* _The problem_
Reproduce verbatim only the lines from the one containing "patterned pillow, put" through the last line below, both included.

--- start ---

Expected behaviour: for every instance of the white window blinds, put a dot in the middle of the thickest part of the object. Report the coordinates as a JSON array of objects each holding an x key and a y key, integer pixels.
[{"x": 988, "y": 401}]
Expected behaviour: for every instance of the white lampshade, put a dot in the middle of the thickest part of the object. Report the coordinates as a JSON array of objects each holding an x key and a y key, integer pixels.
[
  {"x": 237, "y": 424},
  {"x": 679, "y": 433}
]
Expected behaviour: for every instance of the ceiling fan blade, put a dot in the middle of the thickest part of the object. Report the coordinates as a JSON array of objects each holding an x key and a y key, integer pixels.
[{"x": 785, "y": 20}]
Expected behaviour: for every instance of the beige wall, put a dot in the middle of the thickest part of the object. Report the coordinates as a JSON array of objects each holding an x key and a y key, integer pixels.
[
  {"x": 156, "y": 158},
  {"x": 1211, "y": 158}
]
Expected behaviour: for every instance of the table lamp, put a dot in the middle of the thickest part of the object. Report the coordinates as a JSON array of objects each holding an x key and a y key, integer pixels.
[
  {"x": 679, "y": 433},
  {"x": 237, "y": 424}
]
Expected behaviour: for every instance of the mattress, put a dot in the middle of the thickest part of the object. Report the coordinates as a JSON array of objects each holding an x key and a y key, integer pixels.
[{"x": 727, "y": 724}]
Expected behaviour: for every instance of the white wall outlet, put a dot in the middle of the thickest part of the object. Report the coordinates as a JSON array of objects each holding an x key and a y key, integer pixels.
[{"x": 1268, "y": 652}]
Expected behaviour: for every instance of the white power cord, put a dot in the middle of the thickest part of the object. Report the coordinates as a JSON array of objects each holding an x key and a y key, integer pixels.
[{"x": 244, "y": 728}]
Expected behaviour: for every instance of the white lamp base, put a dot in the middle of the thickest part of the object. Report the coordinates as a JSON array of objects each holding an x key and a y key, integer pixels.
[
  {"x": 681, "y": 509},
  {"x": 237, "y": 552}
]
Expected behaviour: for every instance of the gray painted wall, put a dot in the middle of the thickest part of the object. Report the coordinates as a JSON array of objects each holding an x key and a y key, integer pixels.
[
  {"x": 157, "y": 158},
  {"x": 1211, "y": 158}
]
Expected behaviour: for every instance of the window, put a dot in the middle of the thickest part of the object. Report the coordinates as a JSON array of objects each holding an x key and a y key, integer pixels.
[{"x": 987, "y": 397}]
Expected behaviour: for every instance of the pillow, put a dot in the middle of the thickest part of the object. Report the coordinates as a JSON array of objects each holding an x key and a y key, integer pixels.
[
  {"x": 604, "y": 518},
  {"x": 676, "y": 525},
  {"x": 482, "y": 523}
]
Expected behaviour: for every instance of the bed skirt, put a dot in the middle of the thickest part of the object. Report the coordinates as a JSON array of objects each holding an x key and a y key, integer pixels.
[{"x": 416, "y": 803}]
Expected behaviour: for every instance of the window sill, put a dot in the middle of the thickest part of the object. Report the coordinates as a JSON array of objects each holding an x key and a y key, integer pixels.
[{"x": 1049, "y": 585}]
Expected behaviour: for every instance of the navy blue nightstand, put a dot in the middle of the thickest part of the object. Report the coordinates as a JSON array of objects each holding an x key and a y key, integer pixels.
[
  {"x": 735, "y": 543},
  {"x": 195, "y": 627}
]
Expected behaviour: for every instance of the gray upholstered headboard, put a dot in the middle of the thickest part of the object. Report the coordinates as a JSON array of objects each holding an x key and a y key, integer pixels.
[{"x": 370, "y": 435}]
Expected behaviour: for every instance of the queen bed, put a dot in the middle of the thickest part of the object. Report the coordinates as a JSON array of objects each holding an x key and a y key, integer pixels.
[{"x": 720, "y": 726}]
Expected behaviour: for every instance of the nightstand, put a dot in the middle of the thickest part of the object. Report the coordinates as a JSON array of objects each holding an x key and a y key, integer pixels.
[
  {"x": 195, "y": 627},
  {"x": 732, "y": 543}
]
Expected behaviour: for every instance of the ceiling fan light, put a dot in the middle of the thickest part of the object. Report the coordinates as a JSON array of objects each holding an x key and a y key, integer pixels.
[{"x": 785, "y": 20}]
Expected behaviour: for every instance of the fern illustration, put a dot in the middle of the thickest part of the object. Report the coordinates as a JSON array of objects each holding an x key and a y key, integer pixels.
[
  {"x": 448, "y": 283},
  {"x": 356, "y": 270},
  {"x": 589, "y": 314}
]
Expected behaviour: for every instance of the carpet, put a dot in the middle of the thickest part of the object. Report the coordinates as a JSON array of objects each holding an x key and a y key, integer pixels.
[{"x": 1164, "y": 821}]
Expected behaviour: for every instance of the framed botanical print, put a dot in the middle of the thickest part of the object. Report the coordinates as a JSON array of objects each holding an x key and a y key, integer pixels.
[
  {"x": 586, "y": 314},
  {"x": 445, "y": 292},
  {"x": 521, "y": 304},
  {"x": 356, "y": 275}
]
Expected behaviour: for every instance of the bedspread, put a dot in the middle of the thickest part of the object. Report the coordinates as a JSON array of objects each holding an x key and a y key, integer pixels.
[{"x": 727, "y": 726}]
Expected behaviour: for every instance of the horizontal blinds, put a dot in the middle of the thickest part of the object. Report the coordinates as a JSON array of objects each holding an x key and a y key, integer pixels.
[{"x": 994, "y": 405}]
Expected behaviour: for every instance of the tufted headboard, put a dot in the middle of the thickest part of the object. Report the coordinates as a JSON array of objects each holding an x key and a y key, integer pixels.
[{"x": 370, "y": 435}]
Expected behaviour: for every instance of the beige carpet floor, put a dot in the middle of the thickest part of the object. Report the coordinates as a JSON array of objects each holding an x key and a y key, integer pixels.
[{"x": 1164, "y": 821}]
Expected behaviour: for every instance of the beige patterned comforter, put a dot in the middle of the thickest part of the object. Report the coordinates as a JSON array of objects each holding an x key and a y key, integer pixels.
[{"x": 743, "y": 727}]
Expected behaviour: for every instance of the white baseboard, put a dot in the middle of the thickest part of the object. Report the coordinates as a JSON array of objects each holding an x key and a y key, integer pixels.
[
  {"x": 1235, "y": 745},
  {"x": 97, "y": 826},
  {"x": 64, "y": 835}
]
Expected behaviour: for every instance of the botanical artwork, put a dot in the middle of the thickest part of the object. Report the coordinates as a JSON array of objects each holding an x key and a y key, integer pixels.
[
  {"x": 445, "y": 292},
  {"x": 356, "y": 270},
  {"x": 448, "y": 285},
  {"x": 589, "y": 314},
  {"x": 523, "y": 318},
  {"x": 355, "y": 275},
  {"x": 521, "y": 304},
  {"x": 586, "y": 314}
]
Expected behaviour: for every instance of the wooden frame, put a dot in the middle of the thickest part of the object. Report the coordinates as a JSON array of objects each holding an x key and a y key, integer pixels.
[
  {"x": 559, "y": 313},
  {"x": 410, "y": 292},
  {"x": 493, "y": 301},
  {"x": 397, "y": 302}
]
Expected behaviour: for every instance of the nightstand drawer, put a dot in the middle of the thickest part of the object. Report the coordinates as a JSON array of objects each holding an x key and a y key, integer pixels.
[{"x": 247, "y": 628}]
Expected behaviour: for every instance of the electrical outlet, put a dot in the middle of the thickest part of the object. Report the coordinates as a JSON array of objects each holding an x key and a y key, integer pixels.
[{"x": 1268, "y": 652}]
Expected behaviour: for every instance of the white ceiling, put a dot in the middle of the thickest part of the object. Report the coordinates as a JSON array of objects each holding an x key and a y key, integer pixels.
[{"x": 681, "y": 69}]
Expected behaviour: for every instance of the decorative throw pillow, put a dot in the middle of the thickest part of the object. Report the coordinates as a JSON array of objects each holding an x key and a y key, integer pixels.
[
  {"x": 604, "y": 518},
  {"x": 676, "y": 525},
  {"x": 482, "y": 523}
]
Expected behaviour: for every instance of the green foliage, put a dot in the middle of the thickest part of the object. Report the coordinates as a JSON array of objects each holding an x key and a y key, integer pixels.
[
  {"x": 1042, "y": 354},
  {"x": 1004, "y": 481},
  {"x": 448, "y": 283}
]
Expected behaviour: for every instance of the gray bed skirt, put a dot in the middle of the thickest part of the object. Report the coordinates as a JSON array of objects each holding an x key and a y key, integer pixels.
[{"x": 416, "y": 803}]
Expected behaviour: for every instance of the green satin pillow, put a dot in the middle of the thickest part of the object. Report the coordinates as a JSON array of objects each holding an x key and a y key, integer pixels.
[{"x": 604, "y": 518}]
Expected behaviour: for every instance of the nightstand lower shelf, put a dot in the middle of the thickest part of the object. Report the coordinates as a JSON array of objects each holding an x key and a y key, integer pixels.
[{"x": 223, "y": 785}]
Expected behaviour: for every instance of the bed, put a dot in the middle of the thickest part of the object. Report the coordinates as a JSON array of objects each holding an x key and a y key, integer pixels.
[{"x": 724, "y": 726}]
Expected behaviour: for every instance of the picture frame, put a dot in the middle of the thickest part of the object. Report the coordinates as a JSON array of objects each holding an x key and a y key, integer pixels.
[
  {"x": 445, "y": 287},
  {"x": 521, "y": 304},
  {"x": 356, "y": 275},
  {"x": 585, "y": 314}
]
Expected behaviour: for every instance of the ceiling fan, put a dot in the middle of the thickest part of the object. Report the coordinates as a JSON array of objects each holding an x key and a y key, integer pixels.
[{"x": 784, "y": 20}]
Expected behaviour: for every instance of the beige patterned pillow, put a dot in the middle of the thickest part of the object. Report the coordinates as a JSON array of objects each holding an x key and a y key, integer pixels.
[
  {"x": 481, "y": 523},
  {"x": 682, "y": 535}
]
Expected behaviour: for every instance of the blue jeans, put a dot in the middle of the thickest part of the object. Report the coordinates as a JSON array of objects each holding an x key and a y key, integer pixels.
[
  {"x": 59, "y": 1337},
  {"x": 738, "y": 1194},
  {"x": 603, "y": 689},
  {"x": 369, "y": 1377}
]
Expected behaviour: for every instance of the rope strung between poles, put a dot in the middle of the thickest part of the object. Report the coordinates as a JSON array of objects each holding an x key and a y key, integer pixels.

--- end ---

* _Solution to the exercise_
Expected behaviour: for every instance of the beige patterned pillow, put a dot in the middle of the thickest part of the object. Report the coordinates as a JSON array of objects each holding an x key and a y key, integer pixels.
[
  {"x": 481, "y": 523},
  {"x": 682, "y": 535}
]
Expected behaviour: for every instance of the blue jeans, put a dot in the middle of the thickest part of the object. Report the coordinates as a JSON array of objects each holding an x key and a y key, integer pixels.
[
  {"x": 59, "y": 1337},
  {"x": 738, "y": 1194},
  {"x": 603, "y": 689},
  {"x": 369, "y": 1377}
]
Expected behaviour: for every instance of the rope strung between poles, put a dot in the middle of the thickest part of the object. Report the coordinates as a JSON array of objects each holding an x key and a y key, integer pixels.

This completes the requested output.